• **Exercise aim**
Identify each line in the records below that contains the word "wheel", and copy those lines.

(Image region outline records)
--- --- ---

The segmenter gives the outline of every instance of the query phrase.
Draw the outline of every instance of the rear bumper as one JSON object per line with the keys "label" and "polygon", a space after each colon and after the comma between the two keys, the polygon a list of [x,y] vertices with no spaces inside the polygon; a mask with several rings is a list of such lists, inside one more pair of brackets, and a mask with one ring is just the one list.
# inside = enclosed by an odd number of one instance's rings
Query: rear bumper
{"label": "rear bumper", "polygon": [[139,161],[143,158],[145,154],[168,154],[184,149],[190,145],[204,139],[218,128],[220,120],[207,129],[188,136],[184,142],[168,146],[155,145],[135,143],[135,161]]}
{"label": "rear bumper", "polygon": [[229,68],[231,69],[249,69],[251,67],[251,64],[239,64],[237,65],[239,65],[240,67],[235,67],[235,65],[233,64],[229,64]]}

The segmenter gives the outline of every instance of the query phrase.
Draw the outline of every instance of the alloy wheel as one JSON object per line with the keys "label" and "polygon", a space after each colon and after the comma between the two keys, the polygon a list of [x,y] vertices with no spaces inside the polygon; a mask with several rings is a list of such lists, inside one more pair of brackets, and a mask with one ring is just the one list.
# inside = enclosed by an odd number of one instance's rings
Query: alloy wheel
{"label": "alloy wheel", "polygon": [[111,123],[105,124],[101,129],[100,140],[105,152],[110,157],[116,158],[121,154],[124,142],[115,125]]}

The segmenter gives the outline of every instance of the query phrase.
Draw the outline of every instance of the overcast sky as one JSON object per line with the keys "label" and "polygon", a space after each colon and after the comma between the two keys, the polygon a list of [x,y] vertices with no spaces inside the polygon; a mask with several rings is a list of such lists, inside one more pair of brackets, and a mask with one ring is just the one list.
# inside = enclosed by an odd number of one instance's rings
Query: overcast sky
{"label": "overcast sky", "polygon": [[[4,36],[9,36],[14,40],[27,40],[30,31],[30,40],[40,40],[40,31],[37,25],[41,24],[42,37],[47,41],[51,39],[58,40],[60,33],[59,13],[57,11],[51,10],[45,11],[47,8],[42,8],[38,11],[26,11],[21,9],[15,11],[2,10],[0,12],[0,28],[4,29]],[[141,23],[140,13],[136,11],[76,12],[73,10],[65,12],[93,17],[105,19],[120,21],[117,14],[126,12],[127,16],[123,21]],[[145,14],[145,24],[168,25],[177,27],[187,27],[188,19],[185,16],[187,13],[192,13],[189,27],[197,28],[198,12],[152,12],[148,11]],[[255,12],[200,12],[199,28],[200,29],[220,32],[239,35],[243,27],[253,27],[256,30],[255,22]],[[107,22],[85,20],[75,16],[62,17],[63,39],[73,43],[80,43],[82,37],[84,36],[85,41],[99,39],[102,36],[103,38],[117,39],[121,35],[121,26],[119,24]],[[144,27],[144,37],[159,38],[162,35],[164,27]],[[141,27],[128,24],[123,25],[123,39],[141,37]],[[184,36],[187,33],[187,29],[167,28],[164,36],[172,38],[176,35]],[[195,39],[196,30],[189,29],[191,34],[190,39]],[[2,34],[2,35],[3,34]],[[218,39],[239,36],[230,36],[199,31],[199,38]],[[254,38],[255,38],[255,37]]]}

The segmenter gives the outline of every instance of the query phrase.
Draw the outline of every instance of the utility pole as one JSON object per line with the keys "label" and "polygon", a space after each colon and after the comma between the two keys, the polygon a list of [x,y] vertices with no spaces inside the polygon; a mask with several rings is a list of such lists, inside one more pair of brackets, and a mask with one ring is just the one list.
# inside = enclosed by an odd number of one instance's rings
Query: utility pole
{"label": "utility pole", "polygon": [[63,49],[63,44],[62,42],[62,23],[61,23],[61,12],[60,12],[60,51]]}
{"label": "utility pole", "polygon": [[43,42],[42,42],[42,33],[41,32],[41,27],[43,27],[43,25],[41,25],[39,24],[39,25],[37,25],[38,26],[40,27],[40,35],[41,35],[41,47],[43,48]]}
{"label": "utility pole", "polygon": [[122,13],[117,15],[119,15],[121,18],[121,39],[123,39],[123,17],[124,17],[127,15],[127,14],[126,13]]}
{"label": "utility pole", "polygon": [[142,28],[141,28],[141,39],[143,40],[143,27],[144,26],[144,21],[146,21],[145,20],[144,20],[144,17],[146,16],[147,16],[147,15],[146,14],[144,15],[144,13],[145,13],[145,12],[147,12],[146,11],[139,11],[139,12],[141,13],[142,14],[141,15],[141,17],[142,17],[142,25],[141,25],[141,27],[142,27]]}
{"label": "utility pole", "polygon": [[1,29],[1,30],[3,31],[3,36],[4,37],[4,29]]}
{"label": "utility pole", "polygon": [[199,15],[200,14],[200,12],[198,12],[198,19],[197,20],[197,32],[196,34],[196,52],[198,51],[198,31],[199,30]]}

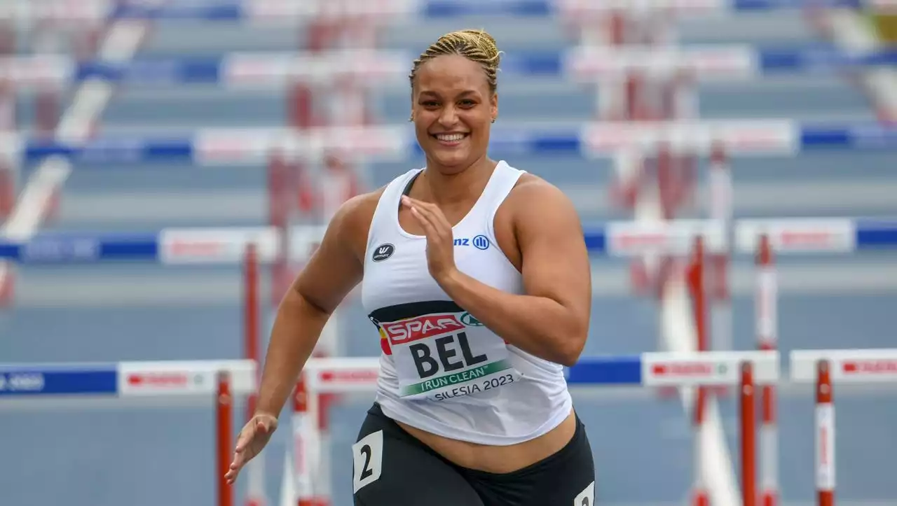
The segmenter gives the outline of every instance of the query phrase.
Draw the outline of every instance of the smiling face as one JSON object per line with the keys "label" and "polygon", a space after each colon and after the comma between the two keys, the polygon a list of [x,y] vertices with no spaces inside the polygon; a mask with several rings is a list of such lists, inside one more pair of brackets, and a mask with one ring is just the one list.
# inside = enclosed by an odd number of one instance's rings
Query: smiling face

--- --- ---

• **Finished exercise**
Draw the outline of every instance of the alloy wheel as one JSON object per line with the keys "label" and "polygon", a space after each colon and after the comma between the two keys, the polygon a list of [x,y] vertices with no spaces inside the polygon; a mask with several rings is a list of such lists, inside one more pair of brackets, and a mask with one ring is just the one list.
Query: alloy wheel
{"label": "alloy wheel", "polygon": [[111,123],[105,124],[101,129],[100,140],[105,152],[110,157],[116,158],[121,154],[124,142],[115,125]]}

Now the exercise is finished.